Article:
Hello all,
I am using a TorchVision model with pre-trained weights and checking its accuracy using the original ImageNet validation set (downloaded from Kaggle). Also, I try to use the latest up-to-date API for reproducibility.
The problem is I am not getting exactly the same accuracy as reported in the documentation (see Models and pre-trained weights — Torchvision main documentation or Introducing TorchVision’s New Multi-Weight Support API | PyTorch)
The code is pretty straightforward:
import os
from torch.utils.data import Dataset
from PIL import Image
import json
from torch.utils.data import DataLoader
from torchvision import transforms
import torch
import torchvision
from tqdm import tqdm
FOLDER = "/home/Documents/ImageNet"
class ImageNetKaggle(Dataset):
def __init__(self, root, split, transform=None):
self.samples = []
self.targets = []
self.transform = transform
self.syn_to_class = {}
with open(os.path.join(root, "imagenet_class_index.json"), "rb") as f:
json_file = json.load(f)
for class_id, v in json_file.items():
self.syn_to_class[v[0]] = int(class_id)
with open(os.path.join(root, "ILSVRC2012_val_labels.json"), "rb") as f:
self.val_to_syn = json.load(f)
samples_dir = os.path.join(root, "ILSVRC/Data/CLS-LOC", split)
for entry in os.listdir(samples_dir):
if split == "train":
syn_id = entry
target = self.syn_to_class[syn_id]
syn_folder = os.path.join(samples_dir, syn_id)
for sample in os.listdir(syn_folder):
sample_path = os.path.join(syn_folder, sample)
self.samples.append(sample_path)
self.targets.append(target)
elif split == "val":
syn_id = self.val_to_syn[entry]
target = self.syn_to_class[syn_id]
sample_path = os.path.join(samples_dir, entry)
self.samples.append(sample_path)
self.targets.append(target)
def __len__(self):
return len(self.samples)
def __getitem__(self, idx):
x = Image.open(self.samples[idx]).convert("RGB")
if self.transform:
x = self.transform(x)
return x, self.targets[idx]
weights = torchvision.models.ResNet50_Weights.DEFAULT # or IMAGENET1K_V2
model = torchvision.models.resnet50(weights=weights)

What you need to do:
1/ Transcribe the stretch of the forum post on TorchVision ImageNet accuracy from "for sample in" through "return len(self.samples)", keeping every character unchanged.
2/ Go on with the forum post on TorchVision ImageNet accuracy, starting right after its last line.

Provided material:
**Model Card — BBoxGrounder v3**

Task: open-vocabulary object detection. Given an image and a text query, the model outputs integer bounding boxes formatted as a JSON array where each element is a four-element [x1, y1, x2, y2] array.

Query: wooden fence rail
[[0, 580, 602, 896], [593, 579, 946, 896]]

Task responses:
1/
for sample in os.listdir(syn_folder):
sample_path = os.path.join(syn_folder, sample)
self.samples.append(sample_path)
self.targets.append(target)
elif split == "val":
syn_id = self.val_to_syn[entry]
target = self.syn_to_class[syn_id]
sample_path = os.path.join(samples_dir, entry)
self.samples.append(sample_path)
self.targets.append(target)
def __len__(self):
return len(self.samples)

2/
model.eval().cuda() # Needs CUDA, don't bother on CPUs
dataset = ImageNetKaggle(FOLDER, "val", weights.transforms())
dataloader = DataLoader(
dataset,
batch_size=64, # may need to reduce this depending on your GPU
num_workers=8, # may need to reduce this depending on your num of CPUs and RAM
shuffle=False,
drop_last=False,
pin_memory=True
)
# Run inference
top1 = 0
K=5
top5 = 0
total = 0
with torch.no_grad():
for x, y in tqdm(dataloader):
y_pred = model(x.cuda())
_, y_pred_k = y_pred.topk(k=K, dim=1)
y_pred_k = y_pred_k.t()
top1 += (y_pred.argmax(axis=1) == y.cuda()).sum().item()
correct = (y_pred_k == y.unsqueeze(dim=0).cuda()).expand_as(y_pred_k)
top5 += (correct[:K].reshape(-1)).sum().item()
total += len(y)
print(f"Acc@1: {100 * top1 / total:.3f}% Acc@5: {100 * top5 / total:.3f}%")
However, the accuracies are slightly different from those indicated in the official documentation, which are 80.858 and 95.434 top-1 and top-5, respectively, for this ResNet50 model.
$ python inference.py
y
100%|█████████████████████████████████████| 782/782 [01:51<00:00, 7.02it/s]
Acc@1: 80.854% Acc@5: 95.438%
Is this any kind of issue, or am I doing something wrong? Could this just depend on the specific hardware that runs the inference?
I get the same accuracy values through multiple executions, and observed the behavior for other models such as GoogLeNet.
I am using PyTorch version 1.13.1+cu116
and TorchVision 0.14.1+cu116
.